TASK ITEM: How many lines in the records below contain "dark"? Reply with the number alone.
___ DATA ___
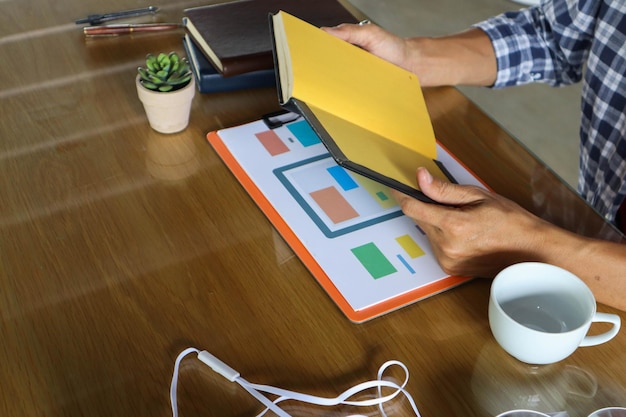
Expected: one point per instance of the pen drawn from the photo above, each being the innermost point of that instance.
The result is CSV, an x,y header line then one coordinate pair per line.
x,y
125,29
96,19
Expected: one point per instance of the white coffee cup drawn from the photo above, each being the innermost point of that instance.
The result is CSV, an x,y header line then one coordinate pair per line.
x,y
541,313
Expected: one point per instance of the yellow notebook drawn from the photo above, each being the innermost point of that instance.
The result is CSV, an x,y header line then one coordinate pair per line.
x,y
369,113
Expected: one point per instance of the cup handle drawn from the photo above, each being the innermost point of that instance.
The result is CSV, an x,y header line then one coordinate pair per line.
x,y
606,336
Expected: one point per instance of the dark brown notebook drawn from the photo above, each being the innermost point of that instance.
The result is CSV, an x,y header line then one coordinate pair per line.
x,y
236,38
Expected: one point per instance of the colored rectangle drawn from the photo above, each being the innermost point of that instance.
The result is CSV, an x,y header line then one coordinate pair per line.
x,y
345,181
406,264
272,143
334,205
410,246
304,133
373,260
379,192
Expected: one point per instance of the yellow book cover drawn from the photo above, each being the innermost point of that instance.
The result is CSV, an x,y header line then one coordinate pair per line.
x,y
370,114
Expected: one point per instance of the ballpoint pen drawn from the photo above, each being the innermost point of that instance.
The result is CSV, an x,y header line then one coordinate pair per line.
x,y
125,29
96,19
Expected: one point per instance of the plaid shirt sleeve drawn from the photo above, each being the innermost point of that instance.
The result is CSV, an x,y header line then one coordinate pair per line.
x,y
546,43
560,42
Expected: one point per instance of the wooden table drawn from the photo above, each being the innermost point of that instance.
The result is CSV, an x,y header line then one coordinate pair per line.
x,y
120,247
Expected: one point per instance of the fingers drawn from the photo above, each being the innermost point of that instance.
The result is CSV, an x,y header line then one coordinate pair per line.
x,y
364,36
447,193
452,196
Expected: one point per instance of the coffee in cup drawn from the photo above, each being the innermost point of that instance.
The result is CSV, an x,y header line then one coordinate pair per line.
x,y
541,313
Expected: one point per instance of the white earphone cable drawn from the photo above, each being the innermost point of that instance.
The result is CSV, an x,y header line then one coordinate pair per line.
x,y
256,390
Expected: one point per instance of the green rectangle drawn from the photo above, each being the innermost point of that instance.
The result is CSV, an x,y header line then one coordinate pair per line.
x,y
374,261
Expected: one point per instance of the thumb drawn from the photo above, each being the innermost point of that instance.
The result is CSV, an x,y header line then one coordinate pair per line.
x,y
446,192
362,36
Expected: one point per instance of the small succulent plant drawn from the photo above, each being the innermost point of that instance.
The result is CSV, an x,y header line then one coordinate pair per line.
x,y
165,72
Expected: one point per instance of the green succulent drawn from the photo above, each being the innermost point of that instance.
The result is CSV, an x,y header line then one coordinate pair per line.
x,y
165,72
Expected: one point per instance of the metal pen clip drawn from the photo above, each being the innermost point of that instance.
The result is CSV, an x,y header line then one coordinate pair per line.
x,y
96,19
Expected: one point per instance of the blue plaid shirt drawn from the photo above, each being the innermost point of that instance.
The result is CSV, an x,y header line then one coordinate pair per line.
x,y
554,43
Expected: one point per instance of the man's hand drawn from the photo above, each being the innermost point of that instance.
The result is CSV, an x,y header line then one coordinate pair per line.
x,y
476,232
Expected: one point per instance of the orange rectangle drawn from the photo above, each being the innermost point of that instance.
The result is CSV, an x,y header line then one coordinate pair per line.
x,y
272,143
334,205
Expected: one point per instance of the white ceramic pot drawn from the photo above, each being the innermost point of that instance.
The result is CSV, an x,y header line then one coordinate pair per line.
x,y
167,112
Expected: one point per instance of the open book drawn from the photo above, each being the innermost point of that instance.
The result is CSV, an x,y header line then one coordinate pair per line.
x,y
369,113
347,229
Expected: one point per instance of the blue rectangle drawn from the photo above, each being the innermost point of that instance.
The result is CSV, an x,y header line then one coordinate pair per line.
x,y
304,133
345,181
406,264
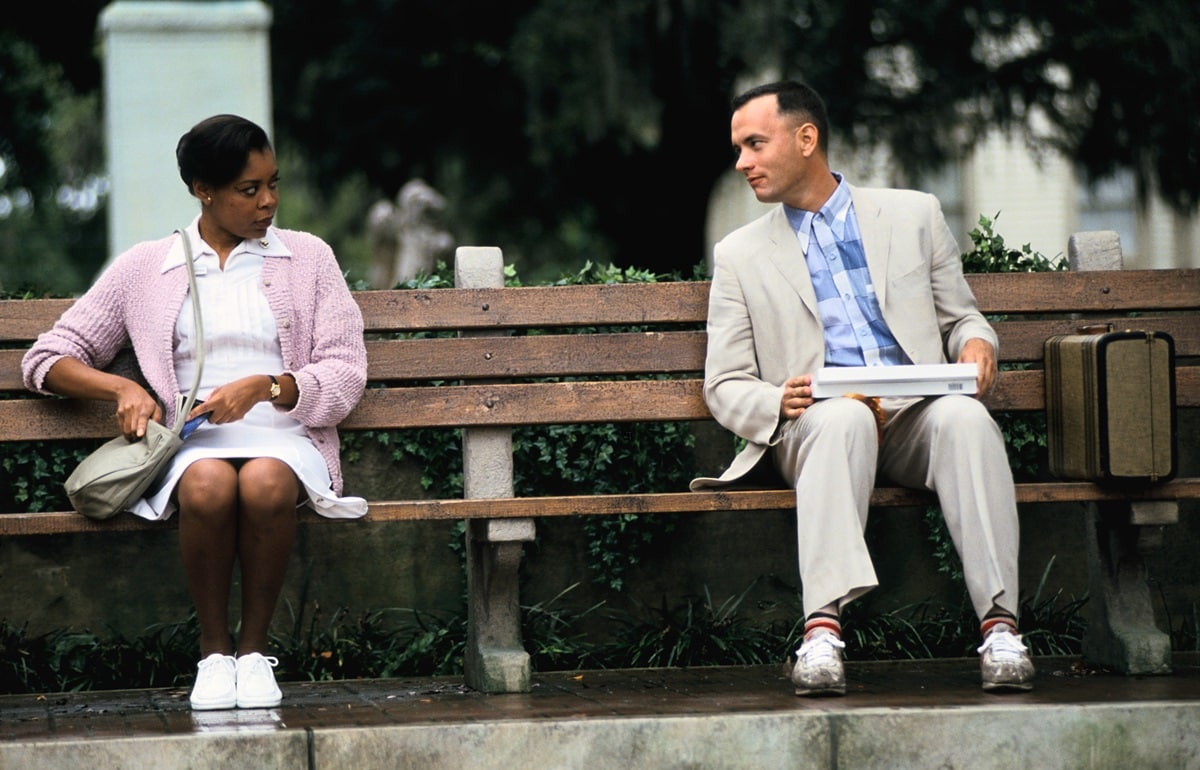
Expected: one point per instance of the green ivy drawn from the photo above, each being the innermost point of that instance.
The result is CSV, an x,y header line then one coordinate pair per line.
x,y
563,459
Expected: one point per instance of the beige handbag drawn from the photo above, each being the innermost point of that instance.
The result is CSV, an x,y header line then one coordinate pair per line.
x,y
117,475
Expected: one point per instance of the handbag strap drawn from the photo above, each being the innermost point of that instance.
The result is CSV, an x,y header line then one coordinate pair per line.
x,y
181,415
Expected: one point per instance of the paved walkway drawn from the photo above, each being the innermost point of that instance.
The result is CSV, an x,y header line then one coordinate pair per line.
x,y
910,714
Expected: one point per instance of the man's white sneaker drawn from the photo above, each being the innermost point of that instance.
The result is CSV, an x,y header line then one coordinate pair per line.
x,y
1005,662
215,684
819,669
256,681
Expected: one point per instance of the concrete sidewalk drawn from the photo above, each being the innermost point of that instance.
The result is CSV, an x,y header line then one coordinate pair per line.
x,y
917,714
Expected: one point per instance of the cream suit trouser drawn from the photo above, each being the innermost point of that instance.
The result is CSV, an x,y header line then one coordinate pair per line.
x,y
949,445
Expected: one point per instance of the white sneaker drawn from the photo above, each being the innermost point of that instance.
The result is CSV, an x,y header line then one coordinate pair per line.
x,y
256,681
1006,662
819,669
215,684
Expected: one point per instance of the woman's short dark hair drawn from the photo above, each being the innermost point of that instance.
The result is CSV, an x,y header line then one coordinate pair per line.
x,y
795,98
215,150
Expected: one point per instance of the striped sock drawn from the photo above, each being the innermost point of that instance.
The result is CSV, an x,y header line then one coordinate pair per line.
x,y
989,624
822,621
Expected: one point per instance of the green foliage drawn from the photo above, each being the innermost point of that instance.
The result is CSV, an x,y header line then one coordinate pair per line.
x,y
372,644
697,632
603,458
34,473
65,660
989,253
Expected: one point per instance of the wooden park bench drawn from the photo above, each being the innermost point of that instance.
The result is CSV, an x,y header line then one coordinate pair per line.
x,y
475,370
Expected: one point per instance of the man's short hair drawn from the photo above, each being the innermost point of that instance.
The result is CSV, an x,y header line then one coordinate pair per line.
x,y
795,100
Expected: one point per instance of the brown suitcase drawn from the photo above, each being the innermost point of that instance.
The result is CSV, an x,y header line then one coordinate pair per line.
x,y
1110,405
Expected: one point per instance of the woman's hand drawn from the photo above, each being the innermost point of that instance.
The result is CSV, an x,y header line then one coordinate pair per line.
x,y
135,409
232,401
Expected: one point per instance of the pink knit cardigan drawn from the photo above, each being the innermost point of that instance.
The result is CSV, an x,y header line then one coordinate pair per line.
x,y
136,301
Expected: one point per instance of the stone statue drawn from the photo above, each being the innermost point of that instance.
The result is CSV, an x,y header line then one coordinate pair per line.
x,y
407,236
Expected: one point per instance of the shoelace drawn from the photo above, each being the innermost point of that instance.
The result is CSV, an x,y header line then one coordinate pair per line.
x,y
820,649
1005,645
210,661
263,660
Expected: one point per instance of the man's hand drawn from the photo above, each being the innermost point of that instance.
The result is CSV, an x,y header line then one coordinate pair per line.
x,y
797,397
981,353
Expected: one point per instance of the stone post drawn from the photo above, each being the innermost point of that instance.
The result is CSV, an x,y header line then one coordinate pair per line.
x,y
496,660
1121,631
167,66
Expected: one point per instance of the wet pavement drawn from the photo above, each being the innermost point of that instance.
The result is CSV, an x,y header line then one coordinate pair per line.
x,y
574,695
564,697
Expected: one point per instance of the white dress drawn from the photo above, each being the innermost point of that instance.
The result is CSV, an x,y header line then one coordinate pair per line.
x,y
240,338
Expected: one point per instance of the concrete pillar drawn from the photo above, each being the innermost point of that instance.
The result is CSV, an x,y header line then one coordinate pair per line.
x,y
167,66
1121,631
496,660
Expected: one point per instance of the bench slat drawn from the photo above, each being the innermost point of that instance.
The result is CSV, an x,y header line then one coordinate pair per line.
x,y
598,505
643,353
507,404
682,302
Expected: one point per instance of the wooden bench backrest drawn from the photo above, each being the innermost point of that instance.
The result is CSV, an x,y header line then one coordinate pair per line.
x,y
466,358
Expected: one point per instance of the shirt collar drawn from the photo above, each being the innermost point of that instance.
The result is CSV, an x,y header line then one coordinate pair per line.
x,y
270,245
835,212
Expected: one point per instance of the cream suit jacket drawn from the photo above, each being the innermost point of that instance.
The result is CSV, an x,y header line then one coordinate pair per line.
x,y
763,325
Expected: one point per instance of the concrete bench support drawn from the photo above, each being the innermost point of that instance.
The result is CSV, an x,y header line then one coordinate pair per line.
x,y
1121,631
496,660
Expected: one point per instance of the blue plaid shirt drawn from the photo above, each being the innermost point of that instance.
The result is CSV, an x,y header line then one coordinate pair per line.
x,y
855,331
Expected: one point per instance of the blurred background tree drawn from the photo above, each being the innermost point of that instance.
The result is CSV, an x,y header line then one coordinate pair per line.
x,y
567,131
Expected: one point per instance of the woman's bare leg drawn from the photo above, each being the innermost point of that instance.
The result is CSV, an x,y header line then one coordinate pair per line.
x,y
208,541
268,492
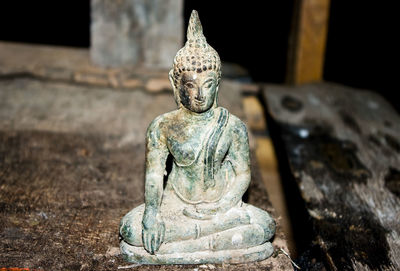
___
EXERCISE RESULT: 2